Instructions to follow: Restate each entry word for word. Keep every detail intact.

[Source records]

╔══

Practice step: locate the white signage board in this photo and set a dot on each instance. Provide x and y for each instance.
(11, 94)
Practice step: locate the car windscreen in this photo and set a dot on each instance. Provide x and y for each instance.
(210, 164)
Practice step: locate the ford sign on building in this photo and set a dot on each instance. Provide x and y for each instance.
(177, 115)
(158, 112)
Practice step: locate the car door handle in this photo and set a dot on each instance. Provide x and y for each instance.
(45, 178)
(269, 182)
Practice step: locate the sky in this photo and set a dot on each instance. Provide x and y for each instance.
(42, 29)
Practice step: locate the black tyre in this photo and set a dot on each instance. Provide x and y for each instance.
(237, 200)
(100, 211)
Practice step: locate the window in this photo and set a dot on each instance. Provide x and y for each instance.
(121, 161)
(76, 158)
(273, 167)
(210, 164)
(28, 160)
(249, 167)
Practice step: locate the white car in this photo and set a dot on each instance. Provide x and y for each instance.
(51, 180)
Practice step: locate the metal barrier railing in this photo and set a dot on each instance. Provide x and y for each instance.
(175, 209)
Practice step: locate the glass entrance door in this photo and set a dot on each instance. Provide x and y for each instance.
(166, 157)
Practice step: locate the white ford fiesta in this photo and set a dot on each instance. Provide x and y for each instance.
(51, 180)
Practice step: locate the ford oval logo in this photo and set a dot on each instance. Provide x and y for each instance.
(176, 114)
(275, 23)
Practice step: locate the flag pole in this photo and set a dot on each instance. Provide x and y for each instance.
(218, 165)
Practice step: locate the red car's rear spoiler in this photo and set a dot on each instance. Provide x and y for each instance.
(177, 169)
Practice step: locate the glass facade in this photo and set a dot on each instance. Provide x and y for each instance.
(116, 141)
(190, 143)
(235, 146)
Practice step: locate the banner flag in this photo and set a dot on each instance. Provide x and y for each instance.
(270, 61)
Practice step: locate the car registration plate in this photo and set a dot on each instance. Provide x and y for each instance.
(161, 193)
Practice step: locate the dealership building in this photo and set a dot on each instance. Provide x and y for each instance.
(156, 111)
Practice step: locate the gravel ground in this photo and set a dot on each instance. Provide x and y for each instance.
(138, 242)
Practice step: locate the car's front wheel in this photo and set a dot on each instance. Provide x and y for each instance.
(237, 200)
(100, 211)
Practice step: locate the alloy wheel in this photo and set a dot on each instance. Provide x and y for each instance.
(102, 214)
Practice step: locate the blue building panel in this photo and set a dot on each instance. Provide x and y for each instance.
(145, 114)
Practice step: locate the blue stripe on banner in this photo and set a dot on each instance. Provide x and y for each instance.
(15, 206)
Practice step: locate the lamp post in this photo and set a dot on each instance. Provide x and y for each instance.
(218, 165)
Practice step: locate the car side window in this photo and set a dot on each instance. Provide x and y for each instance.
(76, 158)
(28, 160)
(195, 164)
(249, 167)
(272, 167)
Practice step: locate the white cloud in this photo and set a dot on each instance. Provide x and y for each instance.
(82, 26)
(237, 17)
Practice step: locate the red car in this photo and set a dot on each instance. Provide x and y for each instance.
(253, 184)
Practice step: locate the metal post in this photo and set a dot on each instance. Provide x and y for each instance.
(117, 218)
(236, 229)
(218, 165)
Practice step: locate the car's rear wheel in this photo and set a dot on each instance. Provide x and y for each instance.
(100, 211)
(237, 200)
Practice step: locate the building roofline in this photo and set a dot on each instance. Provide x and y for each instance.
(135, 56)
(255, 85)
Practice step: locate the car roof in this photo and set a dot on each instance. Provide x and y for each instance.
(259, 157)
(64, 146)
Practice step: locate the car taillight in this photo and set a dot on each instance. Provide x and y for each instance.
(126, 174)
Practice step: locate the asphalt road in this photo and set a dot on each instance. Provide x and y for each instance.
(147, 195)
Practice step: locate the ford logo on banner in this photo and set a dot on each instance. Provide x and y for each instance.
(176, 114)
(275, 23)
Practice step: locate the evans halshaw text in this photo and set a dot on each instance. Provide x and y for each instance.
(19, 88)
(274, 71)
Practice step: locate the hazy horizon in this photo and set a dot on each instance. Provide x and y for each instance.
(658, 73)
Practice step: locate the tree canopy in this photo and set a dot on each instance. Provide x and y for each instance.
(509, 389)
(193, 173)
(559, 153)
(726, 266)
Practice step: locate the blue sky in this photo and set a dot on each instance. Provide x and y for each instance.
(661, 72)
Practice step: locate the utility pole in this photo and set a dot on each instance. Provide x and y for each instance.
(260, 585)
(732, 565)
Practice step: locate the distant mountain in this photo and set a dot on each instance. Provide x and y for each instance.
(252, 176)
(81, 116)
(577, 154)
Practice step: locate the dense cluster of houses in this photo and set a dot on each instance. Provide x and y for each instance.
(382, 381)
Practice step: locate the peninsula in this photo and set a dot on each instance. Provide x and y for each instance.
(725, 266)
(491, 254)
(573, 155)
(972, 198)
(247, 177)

╚══

The answer:
Practice step: locate the white signage board in this photo and set a dot on each instance. Provide x and y for each instance.
(11, 94)
Practice step: locate the car windscreen in this photo and set a dot on each instance. Provide x and y for each instance.
(210, 164)
Practice step: locate the ford sign on building in this photo and set a dot on each instance. Provide x and y for each instance.
(177, 115)
(158, 112)
Practice step: locate the car door handle in this photo and set a dot on each instance. Provide x and y for each instance.
(45, 178)
(269, 182)
Practice step: locate the sky in this photo and set a dot on each instance. Provide x and y for each instance.
(42, 29)
Practice step: locate the black tyre in this photo and set a dot on each instance. Provide x and y for each instance.
(237, 200)
(100, 211)
Practice step: locate the window in this photo and set a dot on each instance. Provide x and y for each instance.
(121, 161)
(76, 158)
(273, 167)
(210, 164)
(28, 160)
(249, 167)
Practice step: locate the white car in this photo and set a dot on each instance. Provide x and y for each instance.
(51, 180)
Practice step: locate the metal barrier railing in this photo and set a dot on each instance. Provide x and y for each instance.
(175, 209)
Practice step: locate the glass entrance door in this photo and set a dot on each instance. Provide x and y for each instance.
(166, 157)
Practice step: locate the white ford fiesta in this photo and set a dot on each instance. Provide x and y for each instance.
(51, 180)
Practice step: locate the ford oval logo in this photo and set a dot on each instance. Provide x and y for each instance.
(176, 114)
(275, 23)
Practice step: locate the flag pole in this photo and set a dot on each instance. Provide x and y for each instance.
(218, 165)
Practice step: locate the red car's rear spoiler in this photo and set a dot on each instance. Provide x and y for each instance.
(177, 169)
Practice step: locate the glass facade in this photo and set a dot on each instance. Provide x and y for each instance.
(116, 141)
(190, 143)
(235, 146)
Practice step: locate the banner flag in this photo and set a dot on each instance. Provide x and y for each instance.
(270, 61)
Practice step: locate the car registration plate in this photo and set a dot on each instance. Provide x and y for each instance.
(161, 193)
Practice step: locate the dealership building in this photo and set a dot on each instance. Provide x and y for each instance.
(156, 111)
Practice step: locate the gravel ground in this photo and set a dot on each instance. Provide x and y for each instance.
(138, 242)
Practice step: locate the car's front wheel in this photo and set a dot on each instance. Provide x and y for each instance.
(237, 200)
(100, 211)
Practice step: locate the alloy wheel in this photo and set a dot on each instance. Provide x and y for each instance.
(102, 214)
Practice step: locate the blue building panel in this photo and set a dot on each instance. Provide x and y for each instance.
(145, 114)
Practice step: locate the blue stripe on banner in this photo and set a dot on each instance. Provide x and y for each instance.
(15, 206)
Practice step: locate the lamp post in this photo and set a dot on each instance. Provide x and y for each instance.
(218, 165)
Practice step: locate the car side window in this photo and set a dot on each instance. Provide x and y for each instance.
(76, 158)
(28, 160)
(195, 164)
(249, 167)
(272, 167)
Practice step: locate the white cloud in this photo and set a dot on each instance. Provide x and y for each instance.
(82, 26)
(237, 17)
Practice step: locate the red car in this photo and set a dot on each instance. Provide x and y for each instance.
(253, 184)
Practice step: locate the metal post in this photo and set a dot on each instance. Provide x and y for each instance.
(117, 218)
(236, 229)
(218, 165)
Practice step: locate the car's rear wheel in this photo and set a dot on each instance. Provide x and y for each instance.
(100, 211)
(237, 200)
Practice step: locate the building roofline in this photo and set a dot on each instance. Provide x and y for each instance.
(135, 56)
(255, 85)
Practice step: locate the car roof in this photo and set a dot on each instance. Provide x and y for each instance.
(259, 157)
(64, 146)
Practice step: locate the car taillight in this photo and set a dot on each instance. Provide x and y for each instance.
(126, 174)
Practice step: locate the asphalt road in this photo and set a dot on each instance. Provide x and y for each instance.
(147, 195)
Practice step: locate the ford logo on banner in this photo and set a dot on each instance. Provide x and y for each instance.
(176, 114)
(275, 23)
Practice step: locate the evans halshaw text in this photo and set a dot on each instance. Provide x and y for each instance.
(19, 88)
(274, 71)
Practice step: locate the hazy horizon in this photo and set a dot on each instance. Provide x and y for each instance.
(658, 73)
Practice step: locate the tree canopy in this photo and set a dot on each instance. Provide x and y for each instance.
(509, 389)
(193, 173)
(559, 153)
(726, 266)
Practice step: locate the blue sky in this photo and set a dot on each instance. Provide x and y for each instance.
(661, 72)
Practice step: locate the utility pole in this photo and set a dot on each instance. Provide x and y for each instance.
(260, 585)
(732, 565)
Practice step: locate the distant mountain in this photo and set a dot on each instance. Provide x and y for each instance.
(252, 176)
(81, 116)
(577, 154)
Practice step: locate the dense cluster of houses in this photo and set a dot on each instance. Provide x and y for each instance.
(382, 381)
Practice step: locate the peninsula in this photo and set a dot on each instance. Provide x and y for each instance.
(725, 266)
(491, 254)
(573, 155)
(972, 198)
(247, 177)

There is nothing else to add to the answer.